** Start of SUPPLIED DATA **

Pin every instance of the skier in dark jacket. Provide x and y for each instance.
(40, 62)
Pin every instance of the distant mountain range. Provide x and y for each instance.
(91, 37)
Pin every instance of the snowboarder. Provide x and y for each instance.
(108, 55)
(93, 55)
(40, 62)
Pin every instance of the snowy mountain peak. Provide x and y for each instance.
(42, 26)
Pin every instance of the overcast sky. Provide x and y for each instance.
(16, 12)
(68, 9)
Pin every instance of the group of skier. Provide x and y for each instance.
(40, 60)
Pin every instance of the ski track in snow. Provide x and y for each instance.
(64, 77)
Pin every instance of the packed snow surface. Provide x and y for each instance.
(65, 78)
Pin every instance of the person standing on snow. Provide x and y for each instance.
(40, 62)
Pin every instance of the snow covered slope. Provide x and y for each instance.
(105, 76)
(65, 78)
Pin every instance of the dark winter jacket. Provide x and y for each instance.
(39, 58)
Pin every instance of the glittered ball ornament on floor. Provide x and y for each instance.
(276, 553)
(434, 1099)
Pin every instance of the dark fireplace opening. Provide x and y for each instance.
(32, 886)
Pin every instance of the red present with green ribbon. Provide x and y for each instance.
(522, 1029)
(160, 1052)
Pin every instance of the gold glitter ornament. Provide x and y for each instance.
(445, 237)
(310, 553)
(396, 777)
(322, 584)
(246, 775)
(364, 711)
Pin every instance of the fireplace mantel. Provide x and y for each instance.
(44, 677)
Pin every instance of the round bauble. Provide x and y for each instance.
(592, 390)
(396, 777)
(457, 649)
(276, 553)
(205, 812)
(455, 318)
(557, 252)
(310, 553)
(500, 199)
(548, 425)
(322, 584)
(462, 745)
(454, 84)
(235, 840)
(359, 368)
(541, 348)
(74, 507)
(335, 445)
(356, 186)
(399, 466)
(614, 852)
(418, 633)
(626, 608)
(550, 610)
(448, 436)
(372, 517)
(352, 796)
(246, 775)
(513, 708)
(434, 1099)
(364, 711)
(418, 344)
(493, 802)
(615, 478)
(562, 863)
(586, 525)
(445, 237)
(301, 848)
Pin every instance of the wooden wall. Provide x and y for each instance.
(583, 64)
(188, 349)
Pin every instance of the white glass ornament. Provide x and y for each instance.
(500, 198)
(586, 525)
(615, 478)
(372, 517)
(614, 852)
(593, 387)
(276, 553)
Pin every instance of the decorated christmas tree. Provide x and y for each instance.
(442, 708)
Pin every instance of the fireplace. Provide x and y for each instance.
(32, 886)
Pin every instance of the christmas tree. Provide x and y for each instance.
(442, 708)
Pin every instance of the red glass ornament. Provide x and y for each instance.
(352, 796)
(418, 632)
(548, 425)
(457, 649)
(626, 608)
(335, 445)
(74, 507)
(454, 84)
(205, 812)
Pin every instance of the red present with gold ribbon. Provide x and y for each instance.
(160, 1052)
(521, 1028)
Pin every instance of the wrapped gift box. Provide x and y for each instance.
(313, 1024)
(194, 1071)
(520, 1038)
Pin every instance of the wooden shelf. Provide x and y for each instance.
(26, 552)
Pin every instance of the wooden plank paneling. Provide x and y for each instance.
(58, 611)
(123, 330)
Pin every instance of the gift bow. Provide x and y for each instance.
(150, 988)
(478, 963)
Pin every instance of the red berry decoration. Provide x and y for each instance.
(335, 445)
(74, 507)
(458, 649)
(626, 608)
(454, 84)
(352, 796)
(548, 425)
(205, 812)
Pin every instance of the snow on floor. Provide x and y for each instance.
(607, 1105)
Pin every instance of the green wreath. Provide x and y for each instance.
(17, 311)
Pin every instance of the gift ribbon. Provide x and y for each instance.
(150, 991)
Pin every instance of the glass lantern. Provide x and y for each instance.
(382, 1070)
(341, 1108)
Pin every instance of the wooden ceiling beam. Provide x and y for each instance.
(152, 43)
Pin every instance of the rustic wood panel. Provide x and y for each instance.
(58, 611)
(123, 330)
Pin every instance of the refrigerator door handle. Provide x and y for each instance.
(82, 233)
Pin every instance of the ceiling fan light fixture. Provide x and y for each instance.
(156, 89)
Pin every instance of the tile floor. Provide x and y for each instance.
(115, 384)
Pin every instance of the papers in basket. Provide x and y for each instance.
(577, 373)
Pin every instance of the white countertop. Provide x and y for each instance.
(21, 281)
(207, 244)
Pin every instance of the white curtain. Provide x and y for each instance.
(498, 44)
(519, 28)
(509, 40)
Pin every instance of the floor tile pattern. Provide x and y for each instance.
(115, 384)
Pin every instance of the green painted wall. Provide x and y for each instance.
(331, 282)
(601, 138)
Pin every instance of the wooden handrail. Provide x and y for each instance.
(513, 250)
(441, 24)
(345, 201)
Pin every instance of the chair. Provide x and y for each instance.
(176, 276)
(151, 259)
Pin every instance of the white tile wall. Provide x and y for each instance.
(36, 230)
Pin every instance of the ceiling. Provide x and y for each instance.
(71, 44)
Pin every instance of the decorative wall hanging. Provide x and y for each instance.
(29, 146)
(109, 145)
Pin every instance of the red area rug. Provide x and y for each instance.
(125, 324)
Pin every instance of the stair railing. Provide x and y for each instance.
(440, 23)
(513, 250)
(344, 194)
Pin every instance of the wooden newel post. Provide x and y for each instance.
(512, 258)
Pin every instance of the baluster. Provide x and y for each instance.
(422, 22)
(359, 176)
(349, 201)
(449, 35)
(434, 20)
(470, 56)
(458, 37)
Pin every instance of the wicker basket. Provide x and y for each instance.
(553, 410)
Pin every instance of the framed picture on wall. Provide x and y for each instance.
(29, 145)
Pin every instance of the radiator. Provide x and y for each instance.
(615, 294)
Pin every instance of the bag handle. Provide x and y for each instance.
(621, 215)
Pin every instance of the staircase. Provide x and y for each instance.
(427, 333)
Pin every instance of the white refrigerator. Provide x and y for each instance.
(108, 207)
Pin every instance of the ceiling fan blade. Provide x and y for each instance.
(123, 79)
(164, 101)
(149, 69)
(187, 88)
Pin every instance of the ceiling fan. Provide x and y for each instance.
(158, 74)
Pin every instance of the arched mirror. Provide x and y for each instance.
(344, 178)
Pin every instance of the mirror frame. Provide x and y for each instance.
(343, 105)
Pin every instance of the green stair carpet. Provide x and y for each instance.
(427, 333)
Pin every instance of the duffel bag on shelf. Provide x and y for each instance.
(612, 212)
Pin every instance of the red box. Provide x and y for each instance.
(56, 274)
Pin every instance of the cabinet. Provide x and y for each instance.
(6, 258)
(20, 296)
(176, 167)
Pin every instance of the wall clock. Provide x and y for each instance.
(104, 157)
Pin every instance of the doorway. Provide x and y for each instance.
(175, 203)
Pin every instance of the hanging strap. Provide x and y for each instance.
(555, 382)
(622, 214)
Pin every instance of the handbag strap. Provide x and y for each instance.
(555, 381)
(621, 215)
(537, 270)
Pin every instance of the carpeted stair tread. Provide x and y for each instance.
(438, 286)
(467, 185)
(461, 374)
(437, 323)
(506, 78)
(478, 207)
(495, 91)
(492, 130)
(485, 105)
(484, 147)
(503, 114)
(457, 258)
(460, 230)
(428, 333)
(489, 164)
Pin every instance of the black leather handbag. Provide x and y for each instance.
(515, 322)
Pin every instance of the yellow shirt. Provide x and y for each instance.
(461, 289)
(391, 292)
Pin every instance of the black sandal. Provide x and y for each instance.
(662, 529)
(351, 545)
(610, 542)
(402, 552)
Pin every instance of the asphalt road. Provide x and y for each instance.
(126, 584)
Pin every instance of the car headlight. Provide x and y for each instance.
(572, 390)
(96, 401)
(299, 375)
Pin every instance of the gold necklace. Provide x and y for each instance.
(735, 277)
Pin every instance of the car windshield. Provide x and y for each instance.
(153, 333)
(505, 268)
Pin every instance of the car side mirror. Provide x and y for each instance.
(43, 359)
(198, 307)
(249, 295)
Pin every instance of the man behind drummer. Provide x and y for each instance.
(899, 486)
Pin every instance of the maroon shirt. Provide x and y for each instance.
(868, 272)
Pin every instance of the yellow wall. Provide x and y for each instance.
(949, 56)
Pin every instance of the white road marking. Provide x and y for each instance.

** End of SUPPLIED DATA **

§ WHAT THE EXERCISE ASKS
Rewrite the stretch from the line containing "Pin every instance of the yellow wall." through the end of the items, keeping the requests unchanged and shifting every x and y coordinate in the answers up by 80.

§ REPLY
Pin every instance of the yellow wall. Provide x and y for each instance.
(1029, 136)
Pin every instance of the white road marking. Provide x and y for each instance.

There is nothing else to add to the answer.